[PASSAGE]:
== == ==

Camus’s worry, as articulated in his journalism, was that human beings respond to questions of life and death by finding solace in “abstractions.” He looked around him and saw that his contemporaries in the 1940s were gripped by a “century of fear”: they were scrambling for grand unifying theories in the face of the decline in traditional values and a vacuum of meaning, driven by ‘–isms’ for which they would kill and die. While a plague is not an ideology, Camus knew that fear and dogma are themselves forms of pestilence, and the novel was constructed as an allegory for the stifling conditions of Nazi occupation.

Camus seems to think the hardest part of a crisis is not working out the right thing to do, but rather having the guts to get on and do it.

Our present crisis does not come close to the horrors of Camus’s world. Hyperbole is something Camus warned against because it distracts from the real problems. But the concerns of The Plague are still our concerns. Camus feared that the greatest threat to our ability to do the moral thing is a situation in which doing the moral thing is perceived to be extraordinary. The Plague’s characters are normal people, most of whom knuckle down to do what is required to alleviate suffering, nothing more. None of the characters are too heroic, nor are any of the scenes overly dramatic. His philosophy foregrounded the idea that although nothing can be transcendentally justified, we still act, and the only important question is how we choose to act.

== == ==

[MATERIAL]:
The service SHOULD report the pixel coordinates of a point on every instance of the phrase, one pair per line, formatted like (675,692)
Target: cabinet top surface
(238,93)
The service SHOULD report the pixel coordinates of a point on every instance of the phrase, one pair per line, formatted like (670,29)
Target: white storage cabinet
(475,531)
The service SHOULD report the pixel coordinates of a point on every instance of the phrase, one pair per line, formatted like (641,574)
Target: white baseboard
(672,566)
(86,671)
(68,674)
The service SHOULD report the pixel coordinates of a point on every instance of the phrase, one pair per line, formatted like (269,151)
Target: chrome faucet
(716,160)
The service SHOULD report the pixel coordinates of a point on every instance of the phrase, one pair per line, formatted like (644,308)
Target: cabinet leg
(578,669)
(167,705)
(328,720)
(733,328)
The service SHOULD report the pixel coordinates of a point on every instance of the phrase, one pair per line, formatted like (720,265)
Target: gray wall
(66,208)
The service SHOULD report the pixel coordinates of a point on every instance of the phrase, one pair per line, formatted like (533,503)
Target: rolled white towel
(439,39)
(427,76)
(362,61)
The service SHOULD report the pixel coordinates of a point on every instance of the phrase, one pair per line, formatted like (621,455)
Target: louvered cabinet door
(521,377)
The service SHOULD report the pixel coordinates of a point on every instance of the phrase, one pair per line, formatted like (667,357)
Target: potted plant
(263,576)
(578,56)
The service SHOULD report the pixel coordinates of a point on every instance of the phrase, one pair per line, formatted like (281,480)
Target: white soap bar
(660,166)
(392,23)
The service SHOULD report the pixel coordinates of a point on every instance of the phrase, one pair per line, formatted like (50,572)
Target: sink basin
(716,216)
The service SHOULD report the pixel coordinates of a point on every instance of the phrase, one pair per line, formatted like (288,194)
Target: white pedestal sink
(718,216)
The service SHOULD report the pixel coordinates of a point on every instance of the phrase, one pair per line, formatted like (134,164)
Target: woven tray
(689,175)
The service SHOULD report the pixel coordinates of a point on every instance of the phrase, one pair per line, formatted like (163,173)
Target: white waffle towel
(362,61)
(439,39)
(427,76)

== == ==

[TASK TO COMPLETE]:
Identify every word or phrase that the passage on Camus and The Plague encloses in quotation marks, single or double. The records bear no relation to the passage.

[COMPLETED EXERCISE]:
- “abstractions”
- “century of fear”
- ‘–isms’